***** Document excerpt

Blanchett is effortlessly slick and glamorous and does her best as Lizabeth Scott, husky voice and honey-colored hair to match. However, her witty banter should be a tennis match with Stan lobbing innuendo right back in her court. But again, Cooper can’t seem to get a handle on the material, constantly feeling out of his element but not in a purposeful way.

As with Mara and Collette’s characters’ attraction to Stan, it’s hard to understand what the pull is here. “Born To Kill” has been cited by del Toro and Morgan as an inspiration for their femme fatale meets homme fatale lousy romance, but there was a palpable heat between Lawrence Tierney and Claire Trevor that is completely missing here. When the truth behind her motives is revealed, we’ve already spent way too much time with this unbelievable seduction. While Blanchett nails the hardness, lacking a good scene partner, much of her performance plays like an imitation of a femme fatale, without any of the complexity that makes them so delicious to watch. 

Bloated at nearly 140 minutes with Cooper clearly miscast in the lead, it struggles to maintain urgency. Dreary and overly saturated with a CGI patina, this new take on “Nightmare Alley” adds more gore and f-bombs to the source material but ultimately remains emotionally inert and unclear exactly what it wants to say about these characters and the world they inhabit.  [C-]

“Nightmare Alley” hits theaters on December 17.

**********
***** Data listing

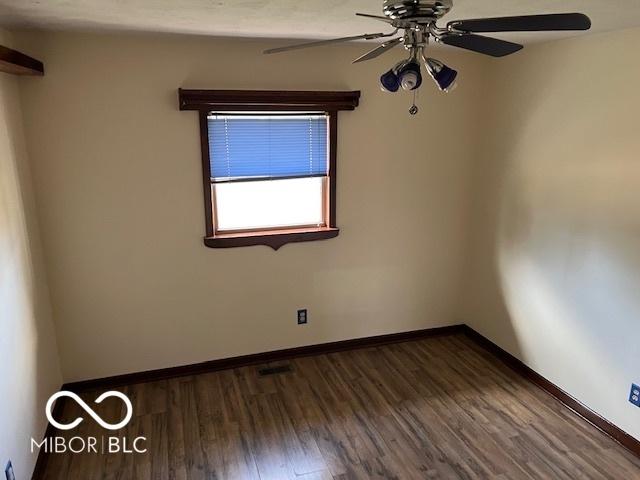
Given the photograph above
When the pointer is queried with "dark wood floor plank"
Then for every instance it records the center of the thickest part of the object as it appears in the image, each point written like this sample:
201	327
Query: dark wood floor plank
435	408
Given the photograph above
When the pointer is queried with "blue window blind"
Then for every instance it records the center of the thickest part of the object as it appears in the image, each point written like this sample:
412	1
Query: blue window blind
243	147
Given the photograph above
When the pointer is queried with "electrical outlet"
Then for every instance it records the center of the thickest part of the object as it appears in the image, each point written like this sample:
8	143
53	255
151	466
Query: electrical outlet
8	471
634	395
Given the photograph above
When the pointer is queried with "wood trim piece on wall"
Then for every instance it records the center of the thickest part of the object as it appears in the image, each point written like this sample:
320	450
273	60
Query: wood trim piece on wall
206	101
264	100
623	438
598	421
17	63
258	358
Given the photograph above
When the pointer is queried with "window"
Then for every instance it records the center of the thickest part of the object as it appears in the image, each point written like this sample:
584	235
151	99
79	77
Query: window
268	171
269	164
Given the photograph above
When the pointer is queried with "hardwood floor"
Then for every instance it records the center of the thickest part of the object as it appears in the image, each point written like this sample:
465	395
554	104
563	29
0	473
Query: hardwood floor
438	408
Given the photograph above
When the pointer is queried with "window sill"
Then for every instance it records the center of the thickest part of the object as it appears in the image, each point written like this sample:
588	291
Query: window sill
271	238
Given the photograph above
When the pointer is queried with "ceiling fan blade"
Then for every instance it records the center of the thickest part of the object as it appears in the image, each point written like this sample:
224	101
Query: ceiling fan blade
376	52
527	23
320	43
375	17
486	45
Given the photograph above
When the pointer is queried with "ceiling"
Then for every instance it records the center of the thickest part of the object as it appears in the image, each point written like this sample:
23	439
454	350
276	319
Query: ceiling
285	18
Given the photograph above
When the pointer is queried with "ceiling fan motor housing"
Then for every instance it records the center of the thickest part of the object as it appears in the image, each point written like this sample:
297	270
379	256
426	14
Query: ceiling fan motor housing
416	9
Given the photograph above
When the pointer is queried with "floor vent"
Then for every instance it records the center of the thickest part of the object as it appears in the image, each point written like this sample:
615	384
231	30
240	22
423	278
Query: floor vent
263	372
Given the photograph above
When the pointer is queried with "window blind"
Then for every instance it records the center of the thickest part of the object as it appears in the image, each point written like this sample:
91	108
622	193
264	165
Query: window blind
245	147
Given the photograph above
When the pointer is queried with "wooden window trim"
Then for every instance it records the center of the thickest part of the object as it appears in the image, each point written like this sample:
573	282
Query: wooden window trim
206	101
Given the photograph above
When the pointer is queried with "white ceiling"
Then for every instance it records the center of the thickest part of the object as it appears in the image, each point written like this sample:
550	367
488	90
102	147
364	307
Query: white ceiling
284	18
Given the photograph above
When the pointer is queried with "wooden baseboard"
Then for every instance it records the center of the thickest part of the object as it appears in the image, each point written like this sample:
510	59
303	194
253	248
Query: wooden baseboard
43	457
619	435
518	366
257	358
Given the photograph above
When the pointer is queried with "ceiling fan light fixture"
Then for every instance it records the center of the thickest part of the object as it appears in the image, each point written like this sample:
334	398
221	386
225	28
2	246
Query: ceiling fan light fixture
444	76
410	76
389	81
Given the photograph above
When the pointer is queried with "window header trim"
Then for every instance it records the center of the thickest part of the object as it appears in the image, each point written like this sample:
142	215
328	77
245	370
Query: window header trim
265	100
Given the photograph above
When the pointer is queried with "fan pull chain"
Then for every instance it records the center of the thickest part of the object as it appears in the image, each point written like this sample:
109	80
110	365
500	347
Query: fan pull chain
414	108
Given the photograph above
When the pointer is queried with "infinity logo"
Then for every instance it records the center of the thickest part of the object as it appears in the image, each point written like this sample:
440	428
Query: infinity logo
88	409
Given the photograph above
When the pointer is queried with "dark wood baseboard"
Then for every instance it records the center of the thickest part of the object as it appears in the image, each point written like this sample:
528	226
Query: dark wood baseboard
257	358
518	366
619	435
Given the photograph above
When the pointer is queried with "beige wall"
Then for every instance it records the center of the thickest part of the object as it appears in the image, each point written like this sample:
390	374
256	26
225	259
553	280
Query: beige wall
556	254
117	172
28	360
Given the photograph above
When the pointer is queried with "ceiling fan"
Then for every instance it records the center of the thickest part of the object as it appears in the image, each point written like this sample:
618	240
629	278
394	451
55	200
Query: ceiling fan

**********

Stated exercise A:
Return the passage of the review of "Nightmare Alley" from "Bloated at nearly" up to and including "on December 17.", copied word for word.
Stated exercise B:
Answer these questions using the review of "Nightmare Alley":
(i) Which film have del Toro and Morgan cited as an inspiration?
(ii) About how long does the review say the film runs?
(iii) On what date does the film hit theaters?

Finished answer A:
Bloated at nearly 140 minutes with Cooper clearly miscast in the lead, it struggles to maintain urgency. Dreary and overly saturated with a CGI patina, this new take on “Nightmare Alley” adds more gore and f-bombs to the source material but ultimately remains emotionally inert and unclear exactly what it wants to say about these characters and the world they inhabit.  [C-]

“Nightmare Alley” hits theaters on December 17.

Finished answer B:
(i) "Born To Kill"
(ii) Nearly 140 minutes
(iii) December 17